● **Excerpted passage**:

Election 2022: Pressure groups quick to declare their agendas

By Tom Ravlic

April 11, 2022

parliament house, canberra
All the technological advancements in the world won’t solve this crisis unless we adapt our mindsets. (Randal/Adobe)

Various professional associations and pressure groups have taken the opportunity to exploit the election date announcement to push a range of policy agendas.

The Australian Council of Social Services has stressed that all political parties and their candidates should remember the lessons learned during the height of the coronavirus pandemic when “Australia reduced poverty, saved jobs, and ensured people living on the street were housed”.

“This Federal Election must be about putting those with the least at the centre of addressing the challenges we face – not just over the next three years but the next decade and beyond,” the council said.

“Australia is far from finished with this pandemic and our future challenges are significant. We are facing surging housing costs, increasing poverty, persistent inequality, including gender inequality and unprecedented extreme weather events being made worse by climate change. And now, conflict in Ukraine presents a further challenge to international peace and stability.” 

The Australian College of Nursing pushed out its message urging the parties to prioritise issues impacting nursing professionals.

“I constantly hear stories from my colleagues sharing the exhausting toll of COVID-19 on their physical and mental health as they care for the sick and vulnerable as well as the need to better invest the health care dollar to optimise Australia’s largest and most geographically accessible workforce. This federal election, all political parties must place long-term and tangible solutions to address the crisis facing the nursing workforce,” said CEO Kylie Ward.

“Registered nurses are central to leading reform in our health and aged care systems and improving the health of all Australians, particularly our most vulnerable. However, there needs to be investments on multiple fronts to ensure our workforce is sustainable and optimally utilised for generations to come.”

Collection entries
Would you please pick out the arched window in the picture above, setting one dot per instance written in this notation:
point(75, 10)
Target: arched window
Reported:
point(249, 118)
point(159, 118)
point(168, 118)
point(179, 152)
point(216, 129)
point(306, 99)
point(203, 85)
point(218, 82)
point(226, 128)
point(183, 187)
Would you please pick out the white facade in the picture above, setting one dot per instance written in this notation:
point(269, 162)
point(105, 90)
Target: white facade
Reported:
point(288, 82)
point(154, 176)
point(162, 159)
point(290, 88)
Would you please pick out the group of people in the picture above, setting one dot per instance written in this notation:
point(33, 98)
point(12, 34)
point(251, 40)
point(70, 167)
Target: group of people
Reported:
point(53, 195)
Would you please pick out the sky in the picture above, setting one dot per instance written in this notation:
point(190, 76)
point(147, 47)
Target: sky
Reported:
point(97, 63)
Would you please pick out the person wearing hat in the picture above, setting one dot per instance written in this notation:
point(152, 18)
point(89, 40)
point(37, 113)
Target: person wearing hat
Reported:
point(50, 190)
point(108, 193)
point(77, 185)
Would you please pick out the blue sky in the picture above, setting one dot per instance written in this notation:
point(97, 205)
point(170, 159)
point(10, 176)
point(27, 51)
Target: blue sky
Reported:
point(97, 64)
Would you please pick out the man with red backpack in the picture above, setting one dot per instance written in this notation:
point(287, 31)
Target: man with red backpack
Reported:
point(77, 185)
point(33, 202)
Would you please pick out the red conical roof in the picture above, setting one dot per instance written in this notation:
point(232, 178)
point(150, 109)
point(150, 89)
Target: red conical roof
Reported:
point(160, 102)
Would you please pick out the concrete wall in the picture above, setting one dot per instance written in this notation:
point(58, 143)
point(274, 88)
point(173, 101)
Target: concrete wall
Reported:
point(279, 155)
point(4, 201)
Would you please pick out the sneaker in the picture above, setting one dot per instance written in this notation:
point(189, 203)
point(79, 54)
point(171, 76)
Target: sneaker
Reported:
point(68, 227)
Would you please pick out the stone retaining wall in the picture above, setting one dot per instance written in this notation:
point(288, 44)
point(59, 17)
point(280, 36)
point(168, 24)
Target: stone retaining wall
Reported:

● **Work to complete**:
A - In the election article, who is named as CEO of the Australian College of Nursing?
B - Explain why, according to the election article, the Australian Council of Social Services wants parties and candidates to remember the lessons of the pandemic's height.
C - Continue the election article from its final paragraph.
These records were taken from a source separate from the election article.

● **Results by task**:
A - Kylie Ward.

B - During that time, Australia reduced poverty, saved jobs, and ensured people living on the street were housed.

C -
The Australian Information Industry Association has called for the next government to appoint a cabinet level government services and digital economy minister, to oversee the growth and regulation of the growing sector.

The minister would be responsible for ensuring Australia became a leading digital government and economy, take initiative on tech regulation, and lead strategic domestic procurement policies and critical technologies.

Christian Schools Australia has expressed disappointment that legislation dealing with religious discrimination tanked during the 46th Parliament and that Australians still wanted protection for religious values.

“Both the government and opposition have talked of the fundamental importance of protections against discrimination for people of faith, and the need to ensure that religious bodies can protect their ethos, but more than talk is needed,” Mark Spencer, the director of public policy at Christian Schools Australia, said.

“It is clear from the 2019 election that Australians want their values protected, and the right to choose schools that reflect those values protected’, he said, ‘everyone acknowledges that people of faith had a significant impact on the outcome in 2019.”

Spencer said candidates need to make clear to their electorates where they stood on the issue of religious protection.

“If candidates seek to duck this issue, or simply refer questions to campaign headquarters people will see through that and vote accordingly,” Spencer said.